[Annotation dataset entries]
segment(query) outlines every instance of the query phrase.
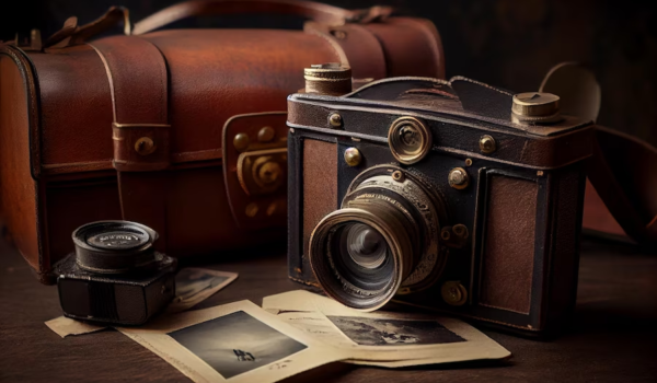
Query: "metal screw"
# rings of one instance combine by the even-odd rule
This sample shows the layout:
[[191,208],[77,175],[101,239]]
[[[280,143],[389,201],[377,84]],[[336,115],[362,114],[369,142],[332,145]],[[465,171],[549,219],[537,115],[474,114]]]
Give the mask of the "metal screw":
[[267,216],[273,216],[276,212],[276,202],[269,204],[269,206],[267,207]]
[[480,138],[480,150],[484,154],[491,154],[497,149],[497,144],[495,143],[495,139],[488,135],[482,136]]
[[148,155],[158,149],[158,146],[150,137],[141,137],[135,142],[135,150],[141,155]]
[[465,290],[463,285],[457,281],[442,283],[440,292],[442,294],[442,300],[454,306],[460,306],[468,300],[468,290]]
[[335,36],[335,38],[337,38],[337,39],[345,39],[345,38],[347,38],[347,33],[345,31],[333,30],[333,31],[331,31],[331,34],[333,36]]
[[345,162],[347,165],[354,167],[360,164],[362,160],[362,155],[360,155],[360,151],[356,148],[348,148],[345,150]]
[[257,132],[257,140],[261,142],[269,142],[274,139],[274,136],[276,136],[276,131],[274,131],[270,126],[266,126]]
[[249,148],[250,141],[251,140],[246,134],[238,134],[233,138],[233,147],[235,147],[239,152],[243,152]]
[[334,128],[339,128],[342,126],[342,116],[337,113],[332,114],[328,116],[328,124]]
[[404,182],[404,173],[400,171],[392,172],[392,179],[396,182]]
[[468,187],[470,179],[463,167],[454,167],[449,172],[447,181],[449,182],[449,186],[454,189],[464,189]]
[[244,212],[246,213],[246,217],[253,218],[255,214],[257,214],[257,205],[255,205],[255,202],[251,202],[246,205],[246,210]]

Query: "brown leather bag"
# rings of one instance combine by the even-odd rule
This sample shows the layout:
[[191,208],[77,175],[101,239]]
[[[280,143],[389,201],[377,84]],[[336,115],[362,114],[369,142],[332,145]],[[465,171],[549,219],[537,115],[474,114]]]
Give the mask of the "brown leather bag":
[[[187,16],[256,12],[310,21],[303,32],[152,32]],[[72,251],[71,232],[91,221],[145,223],[173,256],[285,241],[286,98],[303,88],[303,68],[445,76],[436,27],[390,13],[189,1],[134,28],[127,10],[113,8],[87,25],[69,19],[43,45],[0,44],[0,196],[15,246],[48,282]],[[126,35],[91,40],[122,21]]]

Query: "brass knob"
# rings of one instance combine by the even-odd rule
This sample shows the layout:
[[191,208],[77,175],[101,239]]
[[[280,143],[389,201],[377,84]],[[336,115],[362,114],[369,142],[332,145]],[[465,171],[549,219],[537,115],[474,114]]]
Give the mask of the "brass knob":
[[337,113],[332,114],[331,116],[328,116],[328,124],[334,128],[339,128],[343,124],[342,116]]
[[468,176],[468,172],[463,167],[454,167],[449,172],[447,177],[449,186],[454,189],[464,189],[470,184],[470,177]]
[[276,136],[274,128],[266,126],[257,132],[257,140],[261,142],[269,142],[274,139],[274,136]]
[[339,62],[313,65],[303,70],[307,93],[343,95],[351,92],[351,68]]
[[265,162],[257,171],[257,177],[263,184],[269,185],[278,181],[281,170],[278,162]]
[[491,154],[497,150],[497,143],[492,136],[484,135],[480,138],[480,150],[484,154]]
[[233,138],[233,147],[235,147],[239,152],[243,152],[249,148],[250,141],[251,140],[246,134],[238,134]]
[[345,162],[347,165],[354,167],[358,166],[362,161],[362,155],[360,155],[360,151],[356,148],[348,148],[345,150]]
[[442,283],[442,288],[440,289],[442,294],[442,300],[447,302],[447,304],[451,304],[453,306],[463,305],[468,301],[468,290],[457,281],[449,281]]
[[404,182],[404,173],[402,173],[401,171],[392,172],[392,179],[396,182]]
[[246,209],[244,210],[244,213],[246,214],[246,217],[253,218],[253,217],[255,217],[255,214],[257,214],[257,210],[258,210],[257,205],[255,202],[251,202],[251,204],[246,205]]
[[135,150],[141,155],[148,155],[158,149],[158,146],[150,137],[141,137],[135,142]]
[[519,124],[555,123],[560,97],[552,93],[528,92],[514,95],[511,119]]

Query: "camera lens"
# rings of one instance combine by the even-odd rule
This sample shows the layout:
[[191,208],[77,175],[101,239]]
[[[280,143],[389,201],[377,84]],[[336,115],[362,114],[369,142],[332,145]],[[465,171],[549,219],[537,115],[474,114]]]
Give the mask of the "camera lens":
[[392,155],[408,165],[427,155],[431,149],[431,132],[419,119],[401,117],[390,126],[388,143]]
[[346,249],[356,265],[367,269],[381,266],[388,254],[383,236],[364,223],[349,223],[343,229],[341,247]]
[[155,263],[154,230],[136,222],[99,221],[73,231],[76,263],[101,274],[123,274]]
[[342,209],[324,217],[310,237],[320,286],[347,306],[377,310],[400,291],[427,288],[445,266],[437,235],[441,200],[408,172],[393,179],[402,171],[380,165],[359,174]]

# AIM OF THE EXERCISE:
Gather every line of the material that contains the string "leather", treating uppercase and lowercase as different, and copy each of those lines in full.

# WRITTEN SOLUTION:
Query: "brown leather bag"
Give the mask of the "brown leather bag":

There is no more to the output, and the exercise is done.